▸ Article:
╭──

The inverse of an n x n matrix A (if it exists) is defined to be the matrix B so that BA = I and AB = I, where I is the identity matrix. If the inverse exists, A is called invertible and its inverse is denoted by A-1.
To determine if an n x n matrix A is invertible, we can use the determinant: An n x n matrix A is invertible if and only if det(A) ≠ 0.
For an invertible matrix A, the system of linear equations Ax = b has the unique solution x = A-1b
Computing Inverses:
For a 2 x 2 matrix \(A=\begin{bmatrix}a&b\\c&d\end{bmatrix}\) we have a formula we can use to find the inverse:
\(A^{-1}=\frac{1}{\det(A)}\begin{bmatrix}d&-b\\-c&a\end{bmatrix}=\frac{1}{ad-bc}\begin{bmatrix}d&-b\\-c&a\end{bmatrix}.\)
For a more general n x n invertible matrix A, we use the following steps:
- Augment A with the identity matrix (I) of the same size.
- Use row operations to take A to reduced row echelon form while performing those operations on the augmented matrix, i.e., including I as well. This should result in I in the place where A was.
- Once the original A becomes I, the matrix in the place of where I was is the inverse A-1.
Here is a visualization: \(\begin{bmatrix}A|I\end{bmatrix}\to\ldots\to\begin{bmatrix}I|A^{-1}\end{bmatrix}.\)
Useful Facts:
Let A and B be invertible matrices.
\((1)\quad I^{-1}=I\)

╰──

Reproduce the stretch of the matrix inverse text from "- Once the original" through "be invertible matrices.".

▸ Dataset:
╭──

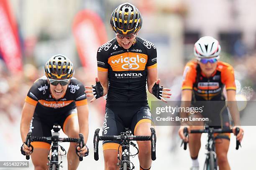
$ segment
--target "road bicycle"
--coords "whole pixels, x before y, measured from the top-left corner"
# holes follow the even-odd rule
[[[99,160],[98,145],[100,140],[117,140],[121,142],[118,150],[118,163],[117,165],[120,165],[120,170],[132,170],[135,167],[130,161],[130,157],[135,156],[138,154],[138,149],[136,146],[136,144],[132,141],[151,141],[151,159],[154,160],[156,157],[156,132],[154,128],[151,128],[151,136],[134,136],[131,134],[130,130],[125,128],[125,132],[121,132],[119,136],[99,136],[100,129],[97,129],[95,131],[93,138],[93,146],[94,152],[94,159],[95,160]],[[137,153],[131,155],[130,151],[130,145],[131,145],[137,150]],[[120,158],[119,154],[120,147],[122,147],[122,156]]]
[[[239,133],[240,129],[239,128],[236,128],[236,135]],[[186,137],[188,135],[187,128],[185,128],[183,130],[184,135]],[[214,129],[213,128],[210,128],[209,126],[205,126],[204,129],[198,130],[191,130],[190,133],[206,133],[208,134],[208,139],[207,142],[205,145],[205,149],[207,150],[206,158],[205,162],[204,165],[204,170],[217,170],[218,166],[217,165],[217,159],[216,154],[215,152],[215,140],[214,133],[233,133],[232,129]],[[184,144],[184,149],[187,150],[187,142],[182,141],[182,145]],[[237,140],[236,140],[236,149],[238,149],[239,146],[241,146],[240,142]]]
[[[59,145],[59,142],[77,142],[78,144],[78,146],[80,146],[81,148],[84,146],[84,136],[82,133],[79,134],[79,138],[59,138],[59,132],[61,126],[59,125],[54,125],[53,130],[54,132],[52,133],[52,136],[49,137],[32,136],[31,132],[29,132],[27,135],[25,144],[28,147],[30,147],[31,142],[50,142],[52,143],[52,145],[49,150],[48,157],[49,162],[47,163],[47,165],[49,166],[49,170],[59,170],[60,168],[63,168],[63,166],[61,165],[62,163],[62,156],[65,155],[67,154],[67,152],[63,147]],[[60,146],[61,150],[65,152],[64,155],[59,153],[59,146]],[[50,150],[51,150],[51,159],[50,158]],[[59,162],[59,155],[60,155],[61,158],[61,160]],[[30,156],[26,155],[26,159],[27,160],[29,160]],[[79,156],[79,160],[80,161],[83,160],[83,156],[82,155]]]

╰──

▸ Task solution:
- Once the original A becomes I, the matrix in the place of where I was is the inverse A-1.
Here is a visualization: \(\begin{bmatrix}A|I\end{bmatrix}\to\ldots\to\begin{bmatrix}I|A^{-1}\end{bmatrix}.\)
Useful Facts:
Let A and B be invertible matrices.